The task >> Copy out all of the data below with no alterations.

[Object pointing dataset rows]
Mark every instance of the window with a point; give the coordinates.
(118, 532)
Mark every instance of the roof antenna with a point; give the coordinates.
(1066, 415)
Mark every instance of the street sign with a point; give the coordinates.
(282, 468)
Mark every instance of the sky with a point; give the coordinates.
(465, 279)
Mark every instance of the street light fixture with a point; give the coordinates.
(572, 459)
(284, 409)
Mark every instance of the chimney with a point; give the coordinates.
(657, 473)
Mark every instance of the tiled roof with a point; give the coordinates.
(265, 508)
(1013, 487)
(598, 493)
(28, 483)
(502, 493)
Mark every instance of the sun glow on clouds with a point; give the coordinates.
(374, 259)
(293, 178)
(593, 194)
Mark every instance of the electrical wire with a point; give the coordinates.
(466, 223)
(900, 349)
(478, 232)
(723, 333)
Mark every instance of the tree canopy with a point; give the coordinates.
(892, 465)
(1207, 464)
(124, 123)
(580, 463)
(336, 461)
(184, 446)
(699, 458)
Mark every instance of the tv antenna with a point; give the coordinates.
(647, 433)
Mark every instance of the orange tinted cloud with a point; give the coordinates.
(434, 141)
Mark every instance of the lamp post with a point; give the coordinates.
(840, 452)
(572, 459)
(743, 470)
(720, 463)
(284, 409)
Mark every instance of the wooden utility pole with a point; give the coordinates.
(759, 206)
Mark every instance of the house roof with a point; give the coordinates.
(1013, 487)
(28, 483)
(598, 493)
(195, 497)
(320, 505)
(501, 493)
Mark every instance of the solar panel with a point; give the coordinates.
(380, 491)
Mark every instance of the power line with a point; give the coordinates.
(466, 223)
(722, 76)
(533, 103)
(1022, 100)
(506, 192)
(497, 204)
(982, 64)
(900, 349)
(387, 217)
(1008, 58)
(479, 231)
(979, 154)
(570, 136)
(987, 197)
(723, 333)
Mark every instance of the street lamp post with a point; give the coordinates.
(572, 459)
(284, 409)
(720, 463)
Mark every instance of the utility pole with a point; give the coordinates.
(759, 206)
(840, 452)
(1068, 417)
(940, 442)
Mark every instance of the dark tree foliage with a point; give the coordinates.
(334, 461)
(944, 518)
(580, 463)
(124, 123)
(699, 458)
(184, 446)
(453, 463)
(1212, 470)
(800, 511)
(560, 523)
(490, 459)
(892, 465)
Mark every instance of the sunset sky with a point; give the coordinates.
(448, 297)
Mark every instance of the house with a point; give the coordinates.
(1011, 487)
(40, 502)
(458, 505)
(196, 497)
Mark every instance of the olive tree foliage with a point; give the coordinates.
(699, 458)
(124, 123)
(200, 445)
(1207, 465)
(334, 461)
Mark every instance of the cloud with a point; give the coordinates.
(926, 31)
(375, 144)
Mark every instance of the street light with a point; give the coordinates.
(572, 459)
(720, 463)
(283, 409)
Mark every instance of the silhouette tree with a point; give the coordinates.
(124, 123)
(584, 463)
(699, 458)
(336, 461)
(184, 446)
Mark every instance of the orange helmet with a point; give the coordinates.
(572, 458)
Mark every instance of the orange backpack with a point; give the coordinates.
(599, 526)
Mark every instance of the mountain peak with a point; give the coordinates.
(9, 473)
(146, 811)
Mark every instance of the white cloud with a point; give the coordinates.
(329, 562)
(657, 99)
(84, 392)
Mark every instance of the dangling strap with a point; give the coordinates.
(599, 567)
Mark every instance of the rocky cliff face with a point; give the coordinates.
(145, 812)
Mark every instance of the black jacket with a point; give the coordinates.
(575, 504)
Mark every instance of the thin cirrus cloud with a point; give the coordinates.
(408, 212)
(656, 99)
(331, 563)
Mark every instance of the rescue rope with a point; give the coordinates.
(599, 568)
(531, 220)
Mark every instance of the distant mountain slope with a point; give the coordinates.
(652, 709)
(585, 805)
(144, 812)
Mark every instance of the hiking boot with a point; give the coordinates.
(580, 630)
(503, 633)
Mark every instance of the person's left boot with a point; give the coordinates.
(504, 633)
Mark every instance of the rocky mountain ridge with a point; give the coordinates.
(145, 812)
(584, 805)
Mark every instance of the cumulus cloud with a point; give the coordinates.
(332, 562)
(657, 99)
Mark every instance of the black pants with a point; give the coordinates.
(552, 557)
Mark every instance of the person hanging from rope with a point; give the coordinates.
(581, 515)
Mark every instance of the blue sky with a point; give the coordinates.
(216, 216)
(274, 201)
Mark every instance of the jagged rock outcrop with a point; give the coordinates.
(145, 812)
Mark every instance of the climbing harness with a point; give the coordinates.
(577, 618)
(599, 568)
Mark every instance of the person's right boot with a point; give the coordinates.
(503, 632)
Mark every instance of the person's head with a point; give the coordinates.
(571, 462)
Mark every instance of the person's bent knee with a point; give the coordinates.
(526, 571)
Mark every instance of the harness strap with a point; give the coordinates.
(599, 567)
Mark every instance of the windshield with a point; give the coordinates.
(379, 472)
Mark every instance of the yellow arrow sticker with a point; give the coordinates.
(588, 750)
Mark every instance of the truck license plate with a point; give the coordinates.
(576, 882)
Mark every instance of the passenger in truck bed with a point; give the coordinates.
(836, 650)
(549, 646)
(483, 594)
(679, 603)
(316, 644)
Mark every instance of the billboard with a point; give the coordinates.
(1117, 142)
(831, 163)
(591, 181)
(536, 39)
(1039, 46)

The response >>
Mark every instance of the window with a point; give the coordinates.
(118, 532)
Mark every instance of the roof antenna with a point; give the coordinates.
(1066, 415)
Mark every instance of the street sign with a point; give the coordinates.
(282, 468)
Mark every instance of the sky with a point; give the coordinates.
(465, 279)
Mark every instance of the street light fixture with a point; give the coordinates.
(572, 459)
(284, 409)
Mark every instance of the chimney with a point; give the coordinates.
(657, 473)
Mark every instance of the tiled roof with a point; give the coordinates.
(265, 508)
(1013, 487)
(598, 493)
(28, 483)
(502, 493)
Mark every instance of the sun glow on clouds with a point; give the coordinates.
(374, 259)
(293, 178)
(593, 194)
Mark every instance of the electrical wire with a point; give the coordinates.
(466, 223)
(900, 349)
(478, 232)
(723, 333)
Mark every instance of the tree canopy with a point; give the coordinates.
(892, 465)
(1207, 464)
(124, 123)
(580, 463)
(336, 461)
(184, 446)
(699, 458)
Mark every instance of the tv antenna with a point; give the coordinates.
(647, 433)
Mark every instance of the orange tinted cloud with a point; give the coordinates.
(434, 141)
Mark every instance of the lamp post with a point; give the coordinates.
(840, 452)
(572, 459)
(743, 470)
(720, 463)
(284, 409)
Mark every instance of the wooden utility pole with a point; give the coordinates.
(759, 206)
Mark every instance of the house roof with a point; give the coordinates.
(1013, 487)
(28, 483)
(598, 493)
(195, 497)
(320, 505)
(501, 493)
Mark every instance of the solar panel with a point; give the coordinates.
(380, 491)
Mark every instance of the power line with a point; give the coordinates.
(466, 223)
(722, 76)
(533, 103)
(1022, 100)
(506, 192)
(497, 204)
(982, 64)
(900, 349)
(387, 217)
(1008, 58)
(479, 231)
(979, 154)
(570, 136)
(987, 197)
(723, 333)
Mark every instance of the street lamp post with a point; give the coordinates.
(572, 459)
(284, 409)
(720, 463)
Mark every instance of the utility pole with a point; give the coordinates.
(759, 206)
(840, 452)
(1068, 417)
(940, 442)
Mark every instance of the dark tree foliage with a point; give the coordinates.
(334, 461)
(944, 518)
(580, 463)
(124, 123)
(699, 458)
(184, 446)
(453, 463)
(1212, 470)
(800, 511)
(560, 523)
(490, 459)
(892, 465)
Mark every instance of the sunset sky with a point; give the coordinates.
(448, 297)
Mark every instance of the house with a point; give the coordinates.
(1011, 487)
(40, 502)
(458, 505)
(196, 497)
Mark every instance of the olive tree foliage with a point; give the coordinates.
(699, 458)
(124, 123)
(200, 445)
(1207, 465)
(334, 461)
Mark every instance of the cloud with a point; give the coordinates.
(926, 31)
(375, 144)
Mark every instance of the street light with a point; give the coordinates.
(572, 459)
(720, 463)
(283, 409)
Mark every instance of the silhouette tree with a point; give the coordinates.
(124, 123)
(584, 463)
(699, 458)
(336, 461)
(184, 446)
Mark every instance of the orange helmet with a point; give the coordinates.
(572, 458)
Mark every instance of the orange backpack with a point; give the coordinates.
(599, 526)
Mark every instance of the mountain peak with a point; give the coordinates.
(9, 473)
(146, 811)
Mark every instance of the white cloud with a point; give the coordinates.
(329, 562)
(657, 99)
(84, 392)
Mark every instance of the dangling strap with a point; give the coordinates.
(599, 567)
Mark every instance of the rocky cliff face with a point; give the coordinates.
(145, 812)
Mark every instance of the black jacket with a point; give the coordinates.
(575, 504)
Mark every instance of the thin cirrus cloud with a point; give the coordinates.
(408, 212)
(656, 99)
(331, 563)
Mark every instance of the rescue rope with a point; give the coordinates.
(599, 568)
(531, 220)
Mark every instance of the distant mountain slope with a point; give the coordinates.
(652, 709)
(585, 805)
(144, 812)
Mark every instance of the hiking boot with a point; give the coordinates.
(580, 630)
(503, 633)
Mark every instance of the person's left boot with a point; give the coordinates.
(504, 633)
Mark every instance of the rocky mountain ridge with a point; give the coordinates.
(145, 812)
(584, 805)
Mark every instance of the cumulus cloud with a point; give the coordinates.
(332, 562)
(657, 99)
Mark every instance of the black pants with a point; give the coordinates.
(552, 557)
Mark every instance of the person hanging from rope with a point; give the coordinates.
(581, 515)
Mark every instance of the blue sky with a point; give the coordinates.
(216, 216)
(274, 201)
Mark every instance of the jagged rock outcrop with a point; give the coordinates.
(145, 812)
Mark every instance of the climbing harness with a point; give the coordinates.
(577, 618)
(599, 568)
Mark every instance of the person's right boot with a point; give the coordinates.
(503, 632)
Mark every instance of the person's head with a point; give the coordinates.
(571, 462)
Mark every instance of the person's bent knee with a point; give the coordinates.
(526, 571)
Mark every instance of the harness strap with a point; give the coordinates.
(599, 567)
Mark every instance of the windshield with a point; give the coordinates.
(379, 472)
Mark every instance of the yellow arrow sticker with a point; give the coordinates.
(588, 750)
Mark every instance of the truck license plate with a point; give the coordinates.
(576, 882)
Mark every instance of the passenger in truck bed with a point; give the coordinates.
(836, 650)
(549, 646)
(483, 594)
(679, 603)
(316, 644)
Mark every instance of the billboard with a point; give the coordinates.
(1117, 142)
(831, 163)
(591, 181)
(536, 39)
(1039, 46)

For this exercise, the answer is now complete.